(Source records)
---
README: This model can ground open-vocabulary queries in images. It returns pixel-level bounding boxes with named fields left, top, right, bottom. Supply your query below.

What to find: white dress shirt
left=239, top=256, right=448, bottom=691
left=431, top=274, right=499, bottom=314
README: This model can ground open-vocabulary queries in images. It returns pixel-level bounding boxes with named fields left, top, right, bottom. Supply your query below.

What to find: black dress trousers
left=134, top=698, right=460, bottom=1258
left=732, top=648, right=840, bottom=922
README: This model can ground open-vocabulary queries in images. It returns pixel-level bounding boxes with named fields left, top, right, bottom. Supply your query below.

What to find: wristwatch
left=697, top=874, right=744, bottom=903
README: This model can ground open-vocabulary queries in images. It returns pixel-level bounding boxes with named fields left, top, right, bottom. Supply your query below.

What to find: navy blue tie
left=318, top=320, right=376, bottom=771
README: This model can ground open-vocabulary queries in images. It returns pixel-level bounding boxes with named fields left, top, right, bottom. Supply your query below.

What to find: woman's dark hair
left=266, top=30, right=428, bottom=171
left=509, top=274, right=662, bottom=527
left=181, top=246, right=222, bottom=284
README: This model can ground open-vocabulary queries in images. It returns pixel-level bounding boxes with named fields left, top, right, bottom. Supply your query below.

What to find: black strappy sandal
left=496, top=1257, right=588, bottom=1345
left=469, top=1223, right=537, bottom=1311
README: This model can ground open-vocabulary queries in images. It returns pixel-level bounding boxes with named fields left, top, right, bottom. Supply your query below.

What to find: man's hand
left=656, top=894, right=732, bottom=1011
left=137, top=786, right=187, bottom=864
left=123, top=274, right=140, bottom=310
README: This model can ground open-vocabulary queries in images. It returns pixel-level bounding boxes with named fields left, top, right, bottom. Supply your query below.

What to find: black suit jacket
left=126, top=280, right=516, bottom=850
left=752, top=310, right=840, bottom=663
---
PROBLEM STATEMENT:
Copy out every line in the listing above that contains the word "find".

FINISHED TASK:
What to find: white dress shirt
What to find: black dress trousers
What to find: wristwatch
What to find: navy blue tie
What to find: woman's dark hair
What to find: black strappy sandal
What to find: man's hand
What to find: black suit jacket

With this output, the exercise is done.